#### What you have to do:
Answer these questions about the pandas URL workaround thread:
1. What reason does skynss give for not being able to look at the code for a couple of days?
2. According to the code comment, what should replace the is_py3 check?
3. What default value does get_urlopen_args give to verify_ssl?

#### Excerpt provided:
Comment From: gfyoung

@skynss : Awesome! Thanks for doing this (I can check this later today). Now that we have something that acts as a workaround, I think the next step is seeing whether you can incorporate parts of this into the existing codebase. Want to give that a shot?

Comment From: skynss

@gfyoung I am in midst of travel. Feel free to check in incorporate, i wont get chance to look until couple of days.

Comment From: skynss

The following is updated code which makes it easier to merge into pandas/io/commons.py and call _urlopen with new params I am not sure how to capture verify_ssl=False user input from read_csv to allow user to bypass SSL cert verification.

import sys
is_py3 = sys.version_info[0] >= 3 # replace with 'compat.PY3'

## BEGIN SECTION modifications to pandas/io/common.py
import ssl
import base64


if is_py3:
    from urllib.parse import urlparse as parse_url
    from urllib.request import urlopen, build_opener, install_opener, \
            HTTPPasswordMgrWithDefaultRealm, HTTPBasicAuthHandler, HTTPSHandler
    _urlopen = urlopen  
else:
    from urlparse import urlparse as parse_url
    from urllib2 import urlopen as _urlopen
    from urllib2 import Request
    from contextlib import contextmanager, closing  # noqa
    from functools import wraps  # noqa

    # @wraps(_urlopen)
    @contextmanager
    def urlopen(*args, **kwargs):
        with closing(_urlopen(*args, **kwargs)) as f:
            yield f


def split_uname_from_url(url_with_uname):
    o = parse_url( url_with_uname)
    usrch = '{}:{}@{}'.format( o.username, o.password, o.hostname)
    url_no_usrpwd = url_with_uname.replace( usrch , o.hostname)
    return o.username, o.password, url_no_usrpwd

def get_urlopen_args( url_with_uname, verify_ssl=True):
    uname, pwd, url_no_usrpwd = split_uname_from_url(url_with_uname)
    print('Calling [{}] -- uname:[{}] -- pwd[{}]'.format(url_no_usrpwd, uname, pwd))
    if is_py3:
        fn= get_urlopen_args_py3
    else:
        fn = get_urlopen_args_py2
    req, kwargs = fn( uname, pwd, url_no_usrpwd, verify_ssl=verify_ssl)

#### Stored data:
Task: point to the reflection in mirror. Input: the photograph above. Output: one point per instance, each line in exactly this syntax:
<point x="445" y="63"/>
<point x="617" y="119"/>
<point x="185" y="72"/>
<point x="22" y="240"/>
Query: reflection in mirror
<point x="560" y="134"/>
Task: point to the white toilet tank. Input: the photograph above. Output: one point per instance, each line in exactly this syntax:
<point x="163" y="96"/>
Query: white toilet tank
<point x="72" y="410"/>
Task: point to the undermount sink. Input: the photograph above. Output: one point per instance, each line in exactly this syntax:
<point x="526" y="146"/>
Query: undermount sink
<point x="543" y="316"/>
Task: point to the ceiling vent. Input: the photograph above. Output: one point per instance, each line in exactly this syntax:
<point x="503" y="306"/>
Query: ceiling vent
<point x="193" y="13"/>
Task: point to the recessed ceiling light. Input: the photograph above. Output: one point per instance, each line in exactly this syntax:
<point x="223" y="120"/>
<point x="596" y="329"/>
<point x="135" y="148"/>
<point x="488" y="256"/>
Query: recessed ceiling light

#### Answer to the problem:
1. skynss is in the midst of travel.
2. 'compat.PY3'
3. True